Excerpt to read:

CURR 154-162


The question of whether a Gentile wife or children of a mixed marriage may be buried in our cemeteries was answered for the Conference by Dr. Kaufman Kohler in 1914 (and reprinted in the Rabbi’s Manual). The answer, although it is substantially correct, needs some rediscus-sion and development. In recent years we have been getting many more and slightly different inquiries on the matter. For example, may the Christian father of an unconverted Gentile married to a Jew be buried in Jewish cemetery? The status of the Jewish cemetery in the Jewish legal tradition, and the permissibility of burying non-Jews in it, needs a fuller discussion than has been hitherto available to the Conference.

LET us first consider the actual status of the cemetery as a sacred possession and trust of the Jewish community. It becomes clear at once that the cemetery does not have a legal status equal to that of the synagogue or the school. With regard to a synagogue or school, each community is compelled by Jewish law to provide them (see Shulchan Aruch, Orah Hayyim 150:1; Yore Deah 245:4, note of Isserles). “The people of the community ‘compel each other’ (kofin zeh es zeh) to build a synagogue … to establish a school.” There is no such requirement anywhere in the law that a community must have a cemetery. As a matter of fact, while many a small community in Europe had, of course, its own minyan and provided for the instruction of its children, it did not have a cemetery of its own, but transported its dead to some other and larger city. A cemetery is, therefore, not one of the institutions imposed by Jewish law upon each Jewish community.

The reason for this difference in legal status between a cemetery on the one hand and synagogue and school on the other, is perhaps due to historical reasons. In Palestine, where the foundation of the law developed, people were generally buried in privately owned caves, etc., and therefore it remains an ideal in Jewish law that it is better for a man to be buried in his own property (b’soch shelo; b. Baba Bathra, 102a). When, therefore, communal cemeteries developed, mainly in Babylon where the alluvial soil made rock-cave burial impossible, there was no strong basis for requiring each community to have a cemetery. Though, of course, there is discussion about it, as to where it should be located, how far from the city, etc. (M. Baba Bathra II, 9; Shulchan Aruch, Choshen Mishpot 155:23), actually, the Mishnah does not say “cemetery,” but simply, “graves.”

Collected material:

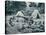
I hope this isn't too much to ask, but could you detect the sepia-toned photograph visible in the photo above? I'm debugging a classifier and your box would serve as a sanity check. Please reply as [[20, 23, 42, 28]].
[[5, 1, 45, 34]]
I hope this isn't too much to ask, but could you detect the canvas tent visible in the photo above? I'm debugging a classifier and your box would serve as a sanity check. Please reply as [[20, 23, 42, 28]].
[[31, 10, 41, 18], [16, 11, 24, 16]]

Objective 1: According to the passage on Jewish cemeteries, why does Jewish law not require each community to have a cemetery? Answer in one to three sentences.
Objective 2: In the passage on Jewish cemeteries, who answered the question for the Conference in 1914?
Objective 3: Pick up the passage on Jewish cemeteries after its last sentence and continue it.
The data come from a source separate from the passage on Jewish cemeteries.

Written response 1: The passage suggests the difference is perhaps historical: in Palestine, where the law's foundation developed, people were generally buried in privately owned caves, so being buried on one's own property remained the legal ideal. Communal cemeteries arose later, mainly in Babylon, where the alluvial soil made rock-cave burial impossible, so there was no strong basis for requiring them.

Written response 2: Dr. Kaufman Kohler answered it.

Written response 3:
Of course, over the centuries the communal cemetery became a precious possession and sacred trust of the Jewish community, but its sanctity is based primarily on minhag. Since the basic Palestinian experience was individual burial on a man’s own property, we can see why the law is so meticulous about the rights of the individual grave and has no clear statement about the sanctity of the entire cemetery. The law is extremely careful to protect the individual grave. Thus it is asked: May the earth dug out from it be used by the living? May one even have the minor benefit of resting by leaning on the tombstone? May anyone benefit from the trees that draw their sustenance through their roots from the graves? There are scores of discussions on the sanctity of the individual grave, generally summed up in the principle that a grave may not be used for any living person’s benefit. Even broken pieces of a tombstone are osur b’hano ‘oh. But there is no evidence that, for example, the unused quarter of the cemetery is in this sense sacredly and inalienably the possession of the dead. Dr. Kohler is quite right in saying that our cemeteries are not consecrated in their entirety, as are the Catholic cemeteries, but each grave is sacred by itself. Of course, it must be stated that in recent years there have developed ceremonies accompanying the opening of a new cemetery, and the rabbis, chiefly the Hun garian rabbis of the last generation (Moses Schick, Yore Deah 357; Eliezer Deutsch, Peri Hasodeh III, 81; Joseph Schwartz, Ginze Yosef 86) speak of it as a good custom. Mostly the ceremony involves the Chevra Kadisha fasting on that day and thinking thoughts of repentance, primarily in order to avert the evil omen of suddenly providing for a large and new amount of Jewish burials. It is almost like inviting Satan to bring evil (al tijtach pe l’satan). But this penitential fasting by the Chevra Kadisha, which at all events is not a widespread custom, can hardly be considered a formal consecration of a cemetery in its entirety.

Since, therefore, the communal cemetery has no firm rootage in basic Jewish law, but has a strong hold in Jewish custom and affection, the authorities find great difficulty in proving legally that a Jewish cemetery must be exclusively a Jewish cemetery. People feel, of course, that it should be such, but it is hard to prove that the law requires it to be such. Two rabbis of the last century tried valiantly (and rather pathetically) to prove that the cemetery should be only Jewish and sharply separated. One was Eliezer Shapiro of Muncacz (Minchas Eliezer II, 41) and the other was Eliezer Deutsch of Bonyhad (Dudae Ha-Sodeh, 66). Shapiro embarrassingly tried to base the reason for keeping Christian bodies separate from Jewish bodies on the Talmudic dictum: “We do not bury the wicked next to the righteous” (b. Sanhedrin 47a). This analogy has already been used by Joel Sirkes (Bach to Yore Deah 151) who says simply that even a wicked fellow Jew is not buried next to a righteous one; so it certainly is not proper to bury a non-Jew next to a Jew. Eliezer Deutsch tried to base the prohibition on a sort of cabbalistic classification of souls.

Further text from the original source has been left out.